** Record set **
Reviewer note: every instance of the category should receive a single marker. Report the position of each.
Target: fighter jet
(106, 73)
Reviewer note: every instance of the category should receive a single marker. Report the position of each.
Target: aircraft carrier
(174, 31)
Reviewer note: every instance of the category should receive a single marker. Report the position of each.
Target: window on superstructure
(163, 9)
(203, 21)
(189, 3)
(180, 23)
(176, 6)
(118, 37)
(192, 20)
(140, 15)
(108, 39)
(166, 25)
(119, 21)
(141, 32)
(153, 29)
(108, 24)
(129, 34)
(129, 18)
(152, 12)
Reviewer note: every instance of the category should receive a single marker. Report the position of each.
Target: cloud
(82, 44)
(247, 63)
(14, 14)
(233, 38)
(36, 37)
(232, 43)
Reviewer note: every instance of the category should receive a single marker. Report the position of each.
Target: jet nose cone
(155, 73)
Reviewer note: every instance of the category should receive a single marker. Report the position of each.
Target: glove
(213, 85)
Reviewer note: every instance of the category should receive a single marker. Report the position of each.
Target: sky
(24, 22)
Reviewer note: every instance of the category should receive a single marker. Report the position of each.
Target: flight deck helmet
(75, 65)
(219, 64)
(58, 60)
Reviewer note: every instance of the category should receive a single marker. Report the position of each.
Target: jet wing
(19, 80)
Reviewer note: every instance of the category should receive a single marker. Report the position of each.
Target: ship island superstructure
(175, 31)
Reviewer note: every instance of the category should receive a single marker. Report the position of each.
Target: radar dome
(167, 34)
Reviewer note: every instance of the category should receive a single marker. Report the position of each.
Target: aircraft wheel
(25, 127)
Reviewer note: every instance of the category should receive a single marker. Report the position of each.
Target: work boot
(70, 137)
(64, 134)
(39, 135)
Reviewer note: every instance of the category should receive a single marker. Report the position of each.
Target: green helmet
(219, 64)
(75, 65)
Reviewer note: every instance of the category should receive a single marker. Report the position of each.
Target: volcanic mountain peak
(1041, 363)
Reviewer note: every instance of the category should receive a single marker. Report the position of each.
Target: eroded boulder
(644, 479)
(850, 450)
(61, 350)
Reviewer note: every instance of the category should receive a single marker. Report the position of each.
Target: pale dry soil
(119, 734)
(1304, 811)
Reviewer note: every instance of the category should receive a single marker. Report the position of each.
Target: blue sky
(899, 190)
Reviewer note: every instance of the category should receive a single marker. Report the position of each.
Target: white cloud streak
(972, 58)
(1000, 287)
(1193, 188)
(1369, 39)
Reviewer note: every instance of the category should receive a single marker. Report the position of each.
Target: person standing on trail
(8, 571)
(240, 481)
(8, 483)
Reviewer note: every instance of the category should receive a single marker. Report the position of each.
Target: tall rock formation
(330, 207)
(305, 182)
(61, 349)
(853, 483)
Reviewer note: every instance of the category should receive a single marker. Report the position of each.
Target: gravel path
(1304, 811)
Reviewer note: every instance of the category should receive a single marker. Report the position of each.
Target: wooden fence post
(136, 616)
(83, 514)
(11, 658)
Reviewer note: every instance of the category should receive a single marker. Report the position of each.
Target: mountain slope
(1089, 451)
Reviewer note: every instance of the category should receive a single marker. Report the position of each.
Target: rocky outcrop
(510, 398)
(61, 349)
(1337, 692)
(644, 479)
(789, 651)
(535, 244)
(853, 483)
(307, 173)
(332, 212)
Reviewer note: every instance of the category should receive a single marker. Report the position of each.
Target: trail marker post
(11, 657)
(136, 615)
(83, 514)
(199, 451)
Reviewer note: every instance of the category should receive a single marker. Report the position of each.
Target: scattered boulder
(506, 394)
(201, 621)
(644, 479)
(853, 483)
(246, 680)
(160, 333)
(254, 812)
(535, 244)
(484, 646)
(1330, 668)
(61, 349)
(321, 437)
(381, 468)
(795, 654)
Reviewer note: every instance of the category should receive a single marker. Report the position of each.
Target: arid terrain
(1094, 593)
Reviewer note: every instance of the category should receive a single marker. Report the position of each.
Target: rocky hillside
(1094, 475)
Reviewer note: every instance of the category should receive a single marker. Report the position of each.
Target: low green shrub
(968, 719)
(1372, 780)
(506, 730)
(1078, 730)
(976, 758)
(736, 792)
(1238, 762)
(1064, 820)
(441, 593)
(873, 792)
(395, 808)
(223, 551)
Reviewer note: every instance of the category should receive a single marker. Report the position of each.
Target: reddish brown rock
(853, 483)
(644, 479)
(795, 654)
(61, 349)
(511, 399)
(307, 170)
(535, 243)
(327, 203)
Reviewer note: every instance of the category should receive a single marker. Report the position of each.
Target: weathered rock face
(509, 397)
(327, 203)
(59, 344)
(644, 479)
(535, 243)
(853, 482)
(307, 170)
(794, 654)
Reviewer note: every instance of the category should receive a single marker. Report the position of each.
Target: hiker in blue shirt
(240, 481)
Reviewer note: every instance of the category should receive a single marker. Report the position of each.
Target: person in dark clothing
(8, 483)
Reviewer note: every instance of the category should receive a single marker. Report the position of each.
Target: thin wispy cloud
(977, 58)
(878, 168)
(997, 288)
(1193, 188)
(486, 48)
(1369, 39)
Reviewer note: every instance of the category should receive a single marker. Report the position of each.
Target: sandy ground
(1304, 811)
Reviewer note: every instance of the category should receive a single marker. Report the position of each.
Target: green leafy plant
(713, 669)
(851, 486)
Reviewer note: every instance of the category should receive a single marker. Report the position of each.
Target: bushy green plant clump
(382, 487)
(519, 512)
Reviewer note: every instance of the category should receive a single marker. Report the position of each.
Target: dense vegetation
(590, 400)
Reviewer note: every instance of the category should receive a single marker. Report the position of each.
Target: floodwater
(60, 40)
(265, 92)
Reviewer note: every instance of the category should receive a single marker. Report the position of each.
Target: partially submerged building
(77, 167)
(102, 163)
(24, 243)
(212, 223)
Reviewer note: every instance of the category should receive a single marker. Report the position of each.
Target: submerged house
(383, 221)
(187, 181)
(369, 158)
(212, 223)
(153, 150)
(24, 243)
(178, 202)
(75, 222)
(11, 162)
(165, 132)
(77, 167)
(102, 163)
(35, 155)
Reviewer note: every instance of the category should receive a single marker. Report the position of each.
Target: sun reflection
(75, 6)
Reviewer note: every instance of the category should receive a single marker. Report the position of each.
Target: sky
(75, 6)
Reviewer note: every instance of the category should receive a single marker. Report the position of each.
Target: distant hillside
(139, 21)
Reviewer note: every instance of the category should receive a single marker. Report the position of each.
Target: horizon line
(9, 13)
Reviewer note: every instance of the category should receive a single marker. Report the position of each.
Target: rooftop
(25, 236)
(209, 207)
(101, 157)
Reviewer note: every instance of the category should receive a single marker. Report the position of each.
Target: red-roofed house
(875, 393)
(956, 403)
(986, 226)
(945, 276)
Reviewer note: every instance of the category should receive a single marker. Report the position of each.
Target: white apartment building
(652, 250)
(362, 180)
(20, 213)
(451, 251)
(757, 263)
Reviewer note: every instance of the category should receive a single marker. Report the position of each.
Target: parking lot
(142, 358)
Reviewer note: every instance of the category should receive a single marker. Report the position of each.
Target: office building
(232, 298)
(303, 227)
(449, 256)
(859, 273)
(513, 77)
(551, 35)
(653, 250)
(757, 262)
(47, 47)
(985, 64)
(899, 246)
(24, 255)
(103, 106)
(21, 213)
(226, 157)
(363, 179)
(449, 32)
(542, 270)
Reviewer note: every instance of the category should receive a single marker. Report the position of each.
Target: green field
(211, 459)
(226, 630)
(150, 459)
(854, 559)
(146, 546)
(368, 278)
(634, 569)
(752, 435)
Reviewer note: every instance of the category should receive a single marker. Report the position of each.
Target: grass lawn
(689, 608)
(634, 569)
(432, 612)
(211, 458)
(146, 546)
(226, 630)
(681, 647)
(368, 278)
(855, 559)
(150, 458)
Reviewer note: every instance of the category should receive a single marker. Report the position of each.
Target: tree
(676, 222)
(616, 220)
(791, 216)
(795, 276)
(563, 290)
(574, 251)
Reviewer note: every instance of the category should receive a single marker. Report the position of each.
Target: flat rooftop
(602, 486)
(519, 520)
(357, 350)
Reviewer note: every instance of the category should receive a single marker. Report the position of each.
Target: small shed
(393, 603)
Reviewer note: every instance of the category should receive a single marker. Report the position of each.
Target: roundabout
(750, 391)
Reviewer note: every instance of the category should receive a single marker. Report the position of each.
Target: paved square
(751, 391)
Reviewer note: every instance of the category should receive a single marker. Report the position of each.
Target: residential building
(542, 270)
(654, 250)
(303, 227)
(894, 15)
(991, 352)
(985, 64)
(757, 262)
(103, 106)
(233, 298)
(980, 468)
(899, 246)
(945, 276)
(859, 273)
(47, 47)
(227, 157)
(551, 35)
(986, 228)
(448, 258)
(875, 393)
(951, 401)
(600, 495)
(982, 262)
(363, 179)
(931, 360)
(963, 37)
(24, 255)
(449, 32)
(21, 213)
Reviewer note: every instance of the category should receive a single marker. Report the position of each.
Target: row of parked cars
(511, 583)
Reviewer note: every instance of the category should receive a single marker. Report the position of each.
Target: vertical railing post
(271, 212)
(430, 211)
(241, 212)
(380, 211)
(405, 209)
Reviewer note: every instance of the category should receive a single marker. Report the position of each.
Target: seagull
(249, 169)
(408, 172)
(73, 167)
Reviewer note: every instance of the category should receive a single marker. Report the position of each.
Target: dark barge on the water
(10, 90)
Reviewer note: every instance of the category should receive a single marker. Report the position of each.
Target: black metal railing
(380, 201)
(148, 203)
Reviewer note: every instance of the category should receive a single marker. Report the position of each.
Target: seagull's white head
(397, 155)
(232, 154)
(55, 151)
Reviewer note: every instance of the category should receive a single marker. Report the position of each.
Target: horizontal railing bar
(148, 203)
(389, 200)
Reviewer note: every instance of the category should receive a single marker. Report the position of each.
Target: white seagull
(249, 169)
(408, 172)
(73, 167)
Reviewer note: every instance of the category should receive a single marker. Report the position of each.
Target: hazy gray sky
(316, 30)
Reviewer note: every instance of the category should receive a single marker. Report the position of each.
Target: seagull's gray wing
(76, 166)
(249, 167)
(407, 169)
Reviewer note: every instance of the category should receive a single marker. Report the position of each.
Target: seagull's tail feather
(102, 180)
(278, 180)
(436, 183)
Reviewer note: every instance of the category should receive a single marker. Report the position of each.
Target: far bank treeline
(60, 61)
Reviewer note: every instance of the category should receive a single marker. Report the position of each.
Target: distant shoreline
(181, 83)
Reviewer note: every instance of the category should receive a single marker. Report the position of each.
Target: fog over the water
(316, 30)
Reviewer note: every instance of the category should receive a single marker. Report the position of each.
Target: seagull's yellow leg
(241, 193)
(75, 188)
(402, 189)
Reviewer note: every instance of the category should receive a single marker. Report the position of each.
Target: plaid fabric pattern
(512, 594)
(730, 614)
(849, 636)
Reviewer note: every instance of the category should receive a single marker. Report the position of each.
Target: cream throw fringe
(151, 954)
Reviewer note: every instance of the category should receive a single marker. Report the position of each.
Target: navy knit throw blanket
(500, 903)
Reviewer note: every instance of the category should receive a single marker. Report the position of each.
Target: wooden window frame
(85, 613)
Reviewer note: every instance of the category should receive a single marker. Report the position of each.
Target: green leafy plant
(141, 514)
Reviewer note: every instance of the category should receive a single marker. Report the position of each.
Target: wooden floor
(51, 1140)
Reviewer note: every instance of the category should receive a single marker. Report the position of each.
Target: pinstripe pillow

** What the task requires **
Report each line in the rows above that contains the string "trail", copying every such line in full.

** Written reply **
Target: person standing on trail
Target: trail marker post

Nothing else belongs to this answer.